__GOAL__:
Render the listing below as a Markdown table with the columns "Entry" and "Content", leaving out blank lines. Cover only the lines starting at the first line of the listing and ending at the one that contains "x=103, y=15", both included.

----------

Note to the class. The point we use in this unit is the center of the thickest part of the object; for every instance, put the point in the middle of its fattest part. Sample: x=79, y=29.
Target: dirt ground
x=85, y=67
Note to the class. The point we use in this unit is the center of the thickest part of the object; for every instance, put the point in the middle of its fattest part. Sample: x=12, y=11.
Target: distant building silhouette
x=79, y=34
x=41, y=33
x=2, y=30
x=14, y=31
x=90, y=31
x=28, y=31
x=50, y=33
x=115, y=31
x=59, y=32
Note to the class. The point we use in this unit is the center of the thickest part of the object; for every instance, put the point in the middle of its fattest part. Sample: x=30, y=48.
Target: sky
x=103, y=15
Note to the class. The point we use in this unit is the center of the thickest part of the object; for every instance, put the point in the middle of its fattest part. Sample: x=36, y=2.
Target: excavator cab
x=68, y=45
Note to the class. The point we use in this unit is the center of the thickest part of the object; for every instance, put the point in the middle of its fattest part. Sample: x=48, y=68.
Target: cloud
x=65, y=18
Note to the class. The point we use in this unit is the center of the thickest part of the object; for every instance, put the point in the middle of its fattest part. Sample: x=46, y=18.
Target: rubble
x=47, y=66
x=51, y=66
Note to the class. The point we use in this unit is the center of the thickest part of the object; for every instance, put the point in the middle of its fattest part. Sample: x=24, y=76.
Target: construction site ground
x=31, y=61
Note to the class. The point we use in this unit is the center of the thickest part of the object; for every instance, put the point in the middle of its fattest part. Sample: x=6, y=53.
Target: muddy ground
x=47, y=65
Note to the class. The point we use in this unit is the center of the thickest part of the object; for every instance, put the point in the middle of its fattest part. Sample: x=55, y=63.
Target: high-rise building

----------

__EXERCISE RESPONSE__:
| Entry | Content |
|---|---|
| 1 | Note to the class. The point we use in this unit is the center of the thickest part of the object; for every instance, put the point in the middle of its fattest part. Sample: x=79, y=29. |
| 2 | Target: dirt ground |
| 3 | x=85, y=67 |
| 4 | Note to the class. The point we use in this unit is the center of the thickest part of the object; for every instance, put the point in the middle of its fattest part. Sample: x=12, y=11. |
| 5 | Target: distant building silhouette |
| 6 | x=79, y=34 |
| 7 | x=41, y=33 |
| 8 | x=2, y=30 |
| 9 | x=14, y=31 |
| 10 | x=90, y=31 |
| 11 | x=28, y=31 |
| 12 | x=50, y=33 |
| 13 | x=115, y=31 |
| 14 | x=59, y=32 |
| 15 | Note to the class. The point we use in this unit is the center of the thickest part of the object; for every instance, put the point in the middle of its fattest part. Sample: x=30, y=48. |
| 16 | Target: sky |
| 17 | x=103, y=15 |